* **Data shown**
-=-=-=-=-

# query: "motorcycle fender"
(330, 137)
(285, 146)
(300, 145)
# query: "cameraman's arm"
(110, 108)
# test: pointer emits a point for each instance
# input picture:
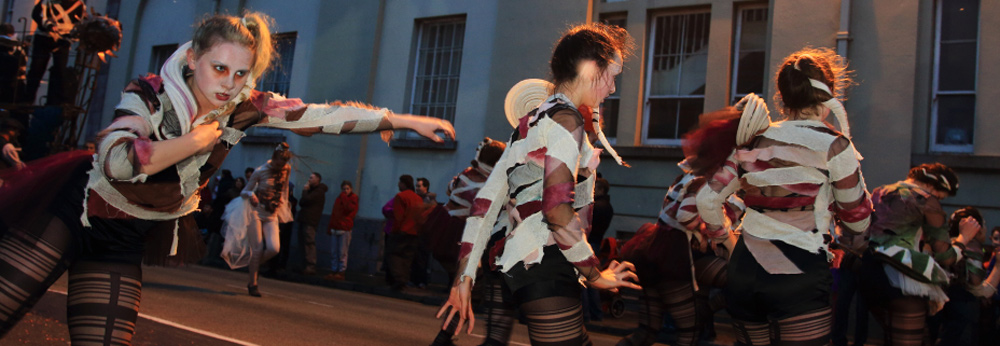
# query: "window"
(278, 78)
(677, 62)
(160, 55)
(610, 108)
(748, 53)
(955, 67)
(438, 62)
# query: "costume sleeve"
(935, 230)
(852, 202)
(561, 157)
(251, 186)
(125, 145)
(335, 118)
(712, 196)
(687, 210)
(483, 214)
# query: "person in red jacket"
(406, 208)
(339, 229)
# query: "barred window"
(676, 65)
(438, 62)
(955, 68)
(279, 78)
(610, 108)
(749, 53)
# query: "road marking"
(181, 326)
(508, 342)
(268, 293)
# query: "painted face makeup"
(219, 73)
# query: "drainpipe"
(844, 34)
(590, 11)
(370, 93)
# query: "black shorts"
(553, 277)
(754, 295)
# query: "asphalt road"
(208, 306)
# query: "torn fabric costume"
(902, 212)
(546, 165)
(797, 176)
(107, 206)
(155, 108)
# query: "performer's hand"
(460, 301)
(205, 136)
(425, 126)
(617, 275)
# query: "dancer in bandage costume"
(902, 284)
(169, 136)
(796, 176)
(545, 181)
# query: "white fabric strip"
(762, 226)
(845, 162)
(794, 131)
(848, 195)
(785, 176)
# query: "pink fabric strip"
(143, 149)
(465, 250)
(538, 156)
(557, 194)
(277, 108)
(858, 213)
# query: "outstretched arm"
(340, 117)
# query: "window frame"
(607, 18)
(935, 81)
(737, 39)
(278, 66)
(648, 76)
(414, 102)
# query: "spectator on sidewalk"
(406, 208)
(421, 261)
(310, 210)
(603, 212)
(9, 158)
(345, 208)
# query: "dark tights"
(671, 297)
(555, 321)
(103, 301)
(807, 329)
(499, 316)
(904, 320)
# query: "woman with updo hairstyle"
(545, 182)
(170, 134)
(901, 282)
(795, 176)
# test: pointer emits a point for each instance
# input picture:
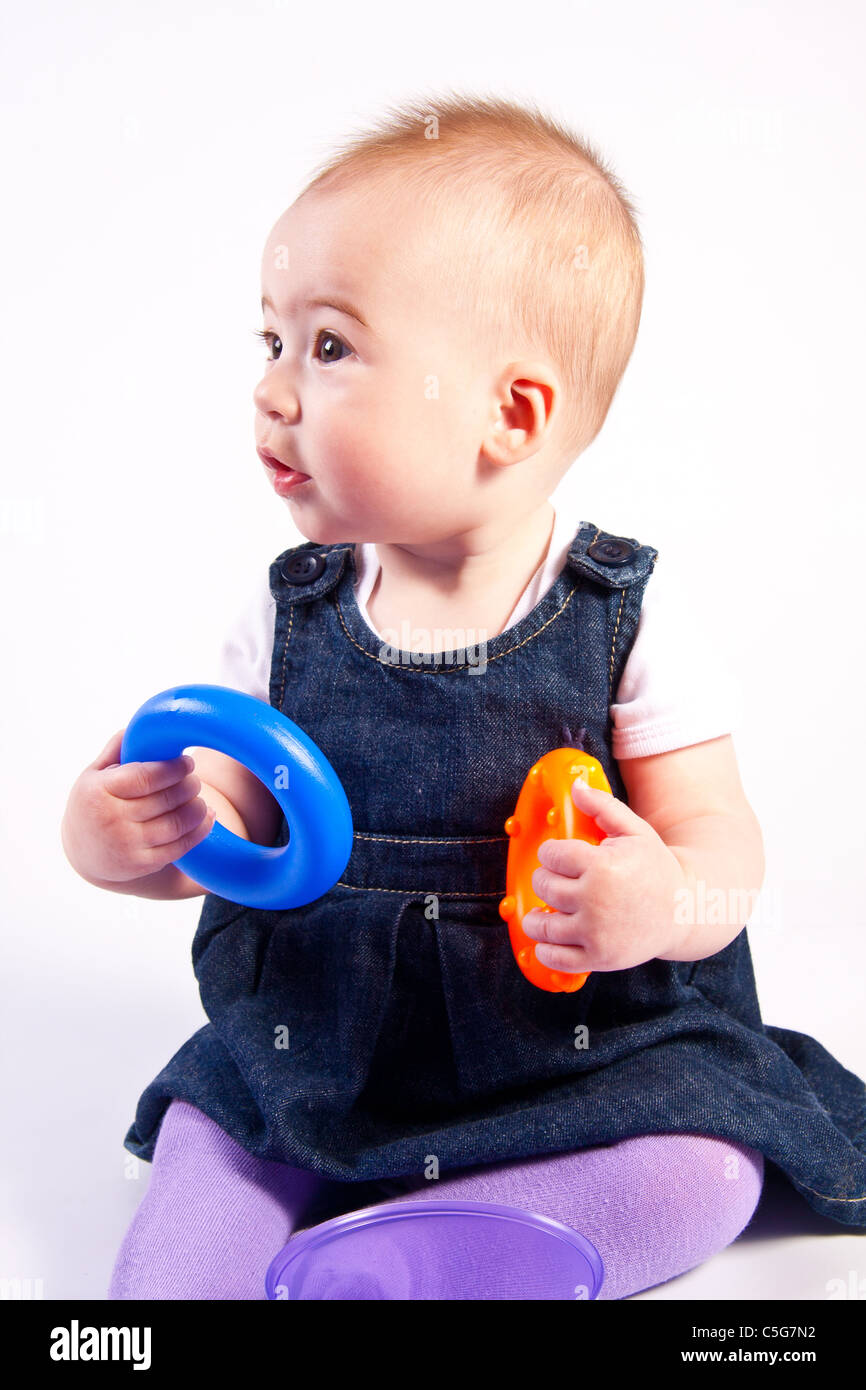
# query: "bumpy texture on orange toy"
(545, 811)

-=-=-=-=-

* **Problem**
Transcribe the full listing character for character. Pictures are excluded.

* **Completed exercise**
# query: "motorcycle fender"
(330, 137)
(285, 146)
(300, 145)
# query: "cameraman's arm"
(110, 108)
# test: pointer emits a point for each instance
# input picture:
# query: "window"
(278, 78)
(677, 62)
(160, 55)
(610, 108)
(748, 53)
(955, 67)
(438, 62)
# query: "costume sleeve"
(935, 230)
(852, 202)
(561, 157)
(251, 186)
(125, 145)
(335, 118)
(712, 196)
(687, 210)
(483, 214)
# query: "person in red jacket"
(406, 208)
(339, 229)
# query: "barred window"
(676, 65)
(438, 62)
(955, 68)
(279, 78)
(610, 108)
(749, 53)
# query: "road marking"
(181, 326)
(508, 342)
(268, 293)
# query: "painted face makeup"
(219, 73)
# query: "drainpipe"
(844, 34)
(590, 11)
(370, 93)
# query: "black shorts"
(553, 277)
(754, 295)
# query: "asphalt road"
(208, 306)
# query: "torn fabric costume"
(902, 212)
(546, 165)
(797, 176)
(107, 206)
(155, 108)
# query: "performer's hand"
(460, 301)
(205, 136)
(425, 126)
(617, 275)
# query: "dancer in bandage costume"
(902, 284)
(169, 136)
(796, 176)
(545, 181)
# query: "white fabric strip"
(762, 226)
(845, 162)
(794, 131)
(848, 195)
(785, 176)
# query: "pink fabric strip"
(143, 149)
(465, 250)
(538, 156)
(557, 194)
(277, 108)
(858, 213)
# query: "outstretched arm"
(340, 117)
# query: "window frame"
(607, 18)
(935, 81)
(737, 39)
(278, 66)
(648, 76)
(414, 102)
# query: "spectator on sidewalk"
(406, 208)
(421, 261)
(310, 210)
(603, 212)
(9, 158)
(345, 208)
# query: "dark tights"
(671, 297)
(555, 321)
(103, 301)
(807, 329)
(499, 316)
(904, 320)
# query: "woman with updo hairstyle"
(545, 182)
(170, 134)
(901, 282)
(795, 176)
# test: pointer emits a point for each instance
# input picture:
# query: "bumpy texture on orange toy"
(545, 811)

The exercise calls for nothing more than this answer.